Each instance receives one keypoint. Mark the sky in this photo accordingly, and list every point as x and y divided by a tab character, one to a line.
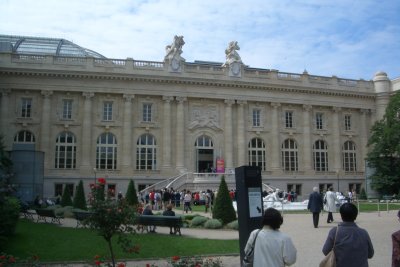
351	39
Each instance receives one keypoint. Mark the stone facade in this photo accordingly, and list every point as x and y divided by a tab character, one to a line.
149	121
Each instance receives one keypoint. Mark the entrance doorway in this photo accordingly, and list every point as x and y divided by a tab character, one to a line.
204	154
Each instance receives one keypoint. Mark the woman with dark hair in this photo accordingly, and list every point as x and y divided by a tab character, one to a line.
352	244
272	247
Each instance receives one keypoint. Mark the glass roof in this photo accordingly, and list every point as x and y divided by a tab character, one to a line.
46	46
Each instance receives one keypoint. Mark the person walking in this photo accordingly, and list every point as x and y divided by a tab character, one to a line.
272	247
315	205
396	246
331	200
353	246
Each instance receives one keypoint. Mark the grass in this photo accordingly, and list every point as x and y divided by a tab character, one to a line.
55	244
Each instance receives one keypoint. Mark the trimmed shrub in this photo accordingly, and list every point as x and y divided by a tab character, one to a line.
66	198
79	198
198	221
233	225
223	208
131	196
213	224
9	210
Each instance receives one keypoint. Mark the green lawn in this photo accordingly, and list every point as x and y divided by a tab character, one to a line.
54	244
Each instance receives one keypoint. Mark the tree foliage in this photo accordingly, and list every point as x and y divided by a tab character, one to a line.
223	208
79	198
66	197
131	196
384	153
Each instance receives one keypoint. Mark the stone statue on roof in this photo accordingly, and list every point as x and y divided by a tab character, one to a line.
175	49
233	60
173	54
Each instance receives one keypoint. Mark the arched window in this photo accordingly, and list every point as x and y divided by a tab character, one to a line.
24	137
146	153
349	157
290	156
65	157
320	156
257	153
106	152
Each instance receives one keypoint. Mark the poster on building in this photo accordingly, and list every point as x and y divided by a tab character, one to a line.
220	165
255	202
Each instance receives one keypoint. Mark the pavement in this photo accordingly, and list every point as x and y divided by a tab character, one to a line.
307	239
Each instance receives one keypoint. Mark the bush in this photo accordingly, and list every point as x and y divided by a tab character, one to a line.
233	225
9	210
66	198
213	224
223	208
79	198
198	221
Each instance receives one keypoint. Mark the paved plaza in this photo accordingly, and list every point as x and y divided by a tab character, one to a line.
307	239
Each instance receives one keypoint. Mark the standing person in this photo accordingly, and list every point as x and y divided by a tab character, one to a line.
396	246
331	200
353	246
169	212
315	205
272	247
187	199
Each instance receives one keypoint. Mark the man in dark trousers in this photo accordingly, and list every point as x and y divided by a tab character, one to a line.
315	204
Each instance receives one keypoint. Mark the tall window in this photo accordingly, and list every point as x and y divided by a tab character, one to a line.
65	157
24	137
107	111
257	153
67	109
147	112
290	155
289	119
106	152
320	156
26	107
256	118
347	122
349	157
319	123
146	153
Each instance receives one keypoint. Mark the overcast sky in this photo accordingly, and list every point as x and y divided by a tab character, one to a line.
348	38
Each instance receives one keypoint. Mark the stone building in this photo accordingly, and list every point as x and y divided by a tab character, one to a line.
70	114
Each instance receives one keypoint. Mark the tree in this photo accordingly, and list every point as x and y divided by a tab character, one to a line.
66	198
384	152
131	196
79	198
223	208
109	218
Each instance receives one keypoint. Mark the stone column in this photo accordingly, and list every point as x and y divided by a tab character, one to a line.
45	127
167	131
307	155
241	135
336	144
87	134
363	139
228	135
127	135
180	134
4	112
275	141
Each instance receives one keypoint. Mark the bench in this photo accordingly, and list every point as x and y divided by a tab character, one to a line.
154	220
43	214
80	216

※

All the records need to be repeated exactly, with the images dropped.

Each instance receives one keypoint. Mark the sky in this photo accordingly, and list every point as x and y divided by a tab character, one to a line.
351	39
Each instance receives one keypoint. Mark the stone facade in this photo accordingly, and list every point as x and y divided by a tab character, one to a line.
149	121
Each instance receives one keypoint. Mark the entrance doorway in this photo accordingly, and list every point as x and y divided by a tab character, one to a line.
204	154
Each instance receives one keypoint. Mark the woman with dark hair in this photo accordingly, and list every point as x and y divided by a tab character, one to a line.
352	244
272	247
Each instance receives one keypoint. Mark the glass roof in this photo accordingly, and list every point as x and y divided by a tab character, one to a line.
46	46
Each instance receives one keypoint. Mark the person walking in this photo accordingly, and list every point as x and y divided by a tab character, one to a line.
272	247
315	205
396	246
331	200
353	246
Each instance receives one keypoint. Mark the grass in this photo accordingly, and list every point as x and y divided by a tab character, one to a line.
55	244
Each instance receives one keypoint. Mark the trimmed shrub in this photo accordingly, and list every point as x and y divided by a tab character, one to a line.
66	198
79	198
198	221
233	225
223	208
131	196
213	224
9	210
Each instance receives one keypoint. Mark the green lawn in this photo accordingly, and list every point as x and y divided by a tab character, one to a line.
54	244
Each instance receives one keypoint. Mark the tree foliage in this photo accordingly, and list every point as x and y divided by a tab character, one to a line.
223	208
79	198
66	197
131	196
384	153
Each instance receives one keypoint. Mark the stone statue on roof in this photo accordingly, and list every point as x and y divided by a tab character, one to a line.
175	49
233	60
173	54
Each instance receives one keypoint. Mark the arched window in this photo accordingly, and list every point as x and y divided by a tab character, one to a line.
24	137
146	153
349	157
290	156
65	157
320	156
257	153
106	152
Each instance receives one keypoint. Mark the poster on building in this photo accordingly, and list every point as x and y divided by a tab character, one to a line.
220	165
255	202
Each instance receives one keypoint. Mark the pavement in this photo accordingly, and list every point as x and y divided by a tab character, one to a line.
307	239
Each instance receives one keypoint. Mark the bush in this photo accordingly, and list every point as x and y divided by a tab character, one to a line.
233	225
9	210
66	198
213	224
223	208
79	198
198	221
Each instance receives one keypoint. Mark the paved plaza in this photo accordingly, and list every point as x and y divided by a tab character, one to a line.
307	239
Each instance receives one keypoint. Mark the standing person in this photo accordingly, and list every point as x and y divided by a tab character, one to a line.
396	246
331	200
353	246
169	212
315	205
272	247
187	199
Each instance receives one keypoint. Mark the man in dark trousers in this photo accordingly, and list every point as x and y divided by a tab character, one to a line.
315	204
Each instance receives one keypoint. Mark the tall window in this photo accordingly, and list every point as x and y divided by a tab character, one to a line.
65	157
24	137
107	111
257	153
67	109
147	112
290	155
289	119
106	152
320	156
26	107
256	118
347	122
349	157
319	123
146	153
Each instance receives one keypoint. Mark the overcast sky in this photo accordingly, and list every point as x and y divided by a tab character, one to a line.
348	38
Each instance receives one keypoint. Mark the stone building in this photo accordingly, and list every point as x and y divided by a tab character, one to a line.
70	114
Each instance receives one keypoint. Mark the tree in this photo accordingly, and list every point as x and y divided by a tab character, one to a line.
66	198
384	152
131	196
79	198
223	208
109	218
Each instance receives one keypoint. Mark the stone column in this photo accordingly, and list every point as x and y divided by a tab character, one to a line.
45	127
167	131
307	155
241	135
336	144
87	134
363	139
228	135
127	135
180	134
4	112
275	141
Each instance receives one keypoint. Mark the bench in this photo accordingly, and list every point as x and y divided by a tab character, one to a line.
154	220
43	214
80	216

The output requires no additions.